[Start of section]
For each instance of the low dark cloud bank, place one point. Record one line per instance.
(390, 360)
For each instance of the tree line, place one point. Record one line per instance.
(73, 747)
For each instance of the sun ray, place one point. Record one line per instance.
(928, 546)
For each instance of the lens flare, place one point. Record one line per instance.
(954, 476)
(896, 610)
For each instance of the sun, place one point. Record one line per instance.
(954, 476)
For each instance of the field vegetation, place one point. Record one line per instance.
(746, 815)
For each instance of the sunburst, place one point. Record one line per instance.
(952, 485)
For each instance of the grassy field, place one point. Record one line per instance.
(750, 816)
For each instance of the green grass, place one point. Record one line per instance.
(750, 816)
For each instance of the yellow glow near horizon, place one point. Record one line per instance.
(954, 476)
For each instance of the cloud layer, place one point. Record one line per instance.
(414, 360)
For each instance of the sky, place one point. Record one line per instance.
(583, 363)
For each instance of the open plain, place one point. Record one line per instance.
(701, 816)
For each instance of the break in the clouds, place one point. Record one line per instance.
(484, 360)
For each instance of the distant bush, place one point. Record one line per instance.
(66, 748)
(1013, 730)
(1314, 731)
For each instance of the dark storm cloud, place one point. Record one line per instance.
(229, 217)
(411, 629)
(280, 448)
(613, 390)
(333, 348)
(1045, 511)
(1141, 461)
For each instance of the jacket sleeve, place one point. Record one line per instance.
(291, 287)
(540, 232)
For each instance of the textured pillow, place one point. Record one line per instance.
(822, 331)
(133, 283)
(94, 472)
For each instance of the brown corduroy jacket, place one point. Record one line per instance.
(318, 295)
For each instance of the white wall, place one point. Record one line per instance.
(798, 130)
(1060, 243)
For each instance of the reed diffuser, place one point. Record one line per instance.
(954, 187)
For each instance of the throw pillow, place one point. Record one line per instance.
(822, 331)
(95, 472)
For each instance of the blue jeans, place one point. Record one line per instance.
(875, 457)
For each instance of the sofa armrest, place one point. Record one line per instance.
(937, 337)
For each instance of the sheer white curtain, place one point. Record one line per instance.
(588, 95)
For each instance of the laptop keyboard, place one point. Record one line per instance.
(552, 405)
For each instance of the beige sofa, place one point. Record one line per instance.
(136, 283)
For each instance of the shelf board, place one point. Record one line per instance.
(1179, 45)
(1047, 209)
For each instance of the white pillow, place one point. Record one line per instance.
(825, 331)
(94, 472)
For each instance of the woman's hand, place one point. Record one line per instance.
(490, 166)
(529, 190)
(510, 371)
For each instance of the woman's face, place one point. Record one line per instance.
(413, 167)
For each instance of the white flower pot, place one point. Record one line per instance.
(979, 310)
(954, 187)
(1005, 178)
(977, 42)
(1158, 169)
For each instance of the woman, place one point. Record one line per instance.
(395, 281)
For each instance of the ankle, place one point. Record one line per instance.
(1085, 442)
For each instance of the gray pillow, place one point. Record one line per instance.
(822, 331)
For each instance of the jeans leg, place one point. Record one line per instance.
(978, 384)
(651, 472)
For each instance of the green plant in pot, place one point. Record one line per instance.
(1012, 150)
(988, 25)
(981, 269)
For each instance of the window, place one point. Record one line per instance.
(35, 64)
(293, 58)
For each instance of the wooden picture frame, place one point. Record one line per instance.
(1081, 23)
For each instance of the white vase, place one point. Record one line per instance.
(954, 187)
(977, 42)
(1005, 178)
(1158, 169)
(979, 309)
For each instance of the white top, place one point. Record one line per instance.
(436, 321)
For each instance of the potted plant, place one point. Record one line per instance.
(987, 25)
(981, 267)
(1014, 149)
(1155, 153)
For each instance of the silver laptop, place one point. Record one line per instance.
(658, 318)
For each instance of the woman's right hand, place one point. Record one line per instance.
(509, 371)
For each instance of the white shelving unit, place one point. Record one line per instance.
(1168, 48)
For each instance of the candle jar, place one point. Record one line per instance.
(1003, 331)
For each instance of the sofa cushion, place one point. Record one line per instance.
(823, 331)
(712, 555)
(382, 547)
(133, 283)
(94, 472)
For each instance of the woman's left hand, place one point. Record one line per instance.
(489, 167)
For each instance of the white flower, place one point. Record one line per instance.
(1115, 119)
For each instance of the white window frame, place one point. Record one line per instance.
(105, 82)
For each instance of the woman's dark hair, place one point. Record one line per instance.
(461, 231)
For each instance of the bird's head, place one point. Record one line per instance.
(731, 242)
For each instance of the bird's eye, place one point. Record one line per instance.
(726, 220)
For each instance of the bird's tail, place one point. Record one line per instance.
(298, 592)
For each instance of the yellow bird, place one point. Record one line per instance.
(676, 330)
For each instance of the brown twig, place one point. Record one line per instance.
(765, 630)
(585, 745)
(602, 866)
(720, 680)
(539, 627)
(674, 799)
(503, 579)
[End of section]
» TRY IT
Write the listing out again, matching every line exactly.

» ANSWER
For each instance of the low dark cloud bank, place one point. Record one line per instance.
(390, 360)
For each instance of the tree line, place one point. Record one line per instance.
(73, 747)
For each instance of the sun ray, place one point. Record one line per instance.
(928, 546)
For each instance of the lens flare, place one point. Record one line per instance.
(954, 476)
(896, 610)
For each instance of the sun, place one point. Record one line per instance.
(954, 476)
For each instance of the field vegetation, place one point. Record one line per instance.
(746, 815)
For each instance of the sunburst, place one point. Record one line per instance.
(952, 485)
For each instance of the grassy field, place one point. Record one line per instance.
(750, 816)
For each instance of the green grass, place one point. Record one line per instance.
(750, 816)
For each instance of the yellow glow near horizon, place one point. Record one line per instance.
(954, 476)
For each instance of the cloud layer, place one point. Record one line per instance.
(414, 360)
For each instance of the sky, place one point. Record one line per instance.
(583, 363)
For each instance of the open plain, place one point. Record one line per instance.
(701, 816)
For each instance of the break in the clouds, place one point. Record one line per instance.
(484, 360)
For each instance of the distant bush, place one point. Record one line per instance.
(66, 748)
(1013, 730)
(1314, 731)
For each instance of the dark storm cloud, place one point. Record one line per instance.
(229, 217)
(411, 629)
(280, 448)
(613, 390)
(333, 348)
(1045, 511)
(1141, 461)
For each instance of the jacket sleeve, place one point. Record one line per instance.
(291, 287)
(540, 232)
For each instance of the textured pillow, place one point. Record one line per instance.
(822, 331)
(133, 283)
(94, 472)
For each instance of the brown corduroy jacket, place one point. Record one line per instance.
(318, 295)
For each instance of the white wall, place one point. Record one line per instance.
(798, 130)
(1060, 243)
For each instance of the reed diffuser, place one point. Record one line per instance.
(954, 187)
For each instance of the throw pillow, place one point. Record one line per instance.
(822, 331)
(95, 472)
For each instance of the blue jeans, place one point. Record one line per instance.
(875, 457)
For each instance of the sofa armrest, place one point. Record one line per instance.
(937, 337)
For each instance of the sheer white curtain, place one point. Record one line per instance.
(588, 95)
For each instance of the laptop keyboard, place one point. Record one line per instance.
(552, 405)
For each instance of the beige sofa, place one point. Record one line per instance.
(136, 283)
For each instance of the shelf board, place one point. Record one line per instance.
(1179, 45)
(1047, 209)
For each instance of the white pillow, place one point. Record one line per instance.
(825, 331)
(94, 472)
For each instance of the woman's hand, place one point. Record one line per instance.
(490, 166)
(529, 190)
(510, 371)
For each instance of the woman's face, place one point. Record one line per instance.
(413, 167)
For each instance of the white flower pot, place one point. Record one line per instance.
(979, 310)
(954, 187)
(1005, 178)
(977, 42)
(1158, 169)
For each instance of the woman, place one point. Record one line per instance.
(395, 281)
For each instance of the ankle, place one point. Record one line per instance.
(1085, 442)
For each instance of the gray pillow, place one point. Record one line per instance.
(822, 331)
For each instance of the jeans leg, place one point. Record one line per instance.
(978, 384)
(651, 472)
For each instance of the green plant in pot, place one point. Record one line per instance.
(1012, 150)
(988, 25)
(981, 269)
For each instance of the window, place one point. Record one line per instance.
(35, 64)
(293, 58)
For each instance of the wooden picture frame, place one point. Record one line per instance.
(1081, 23)
For each instance of the white vase, place one point. Record one line per instance.
(954, 187)
(977, 42)
(1005, 178)
(1158, 169)
(979, 309)
For each instance of the white top, place one point. Record one line per instance.
(436, 321)
For each instance of the potted plant, place one point. Record one line per instance.
(987, 25)
(981, 267)
(1014, 149)
(1155, 153)
For each instance of the silver laptop, place one point. Record one line per instance.
(658, 318)
For each instance of the woman's right hand, place one point. Record one line per instance.
(509, 371)
For each instance of the white shelving unit, place one point. Record one line per instance.
(1168, 48)
For each instance of the candle jar, place one point. Record one line per instance.
(1003, 331)
For each instance of the sofa cushion, place one point. Record one line per instance.
(823, 331)
(712, 555)
(382, 547)
(133, 283)
(94, 472)
For each instance of the woman's left hand, place one point. Record one line per instance.
(489, 167)
For each instance of the white flower, place one point. Record one line per instance.
(1115, 119)
For each instance of the white window frame, place one point. Record one line per instance.
(105, 82)
For each instance of the woman's dark hair, place one point. Record one line per instance.
(461, 231)
For each instance of the bird's head, place one point. Record one line per instance.
(731, 242)
For each instance of the bird's eye, place one point. Record one line per instance.
(726, 220)
For each instance of the bird's tail, place one point. Record one line per instance.
(298, 592)
For each instance of the yellow bird, place one point. Record one line per instance.
(676, 330)
For each instance of the brown twig, place one point. Record one line per instance.
(765, 630)
(585, 745)
(602, 866)
(720, 680)
(539, 627)
(674, 799)
(503, 579)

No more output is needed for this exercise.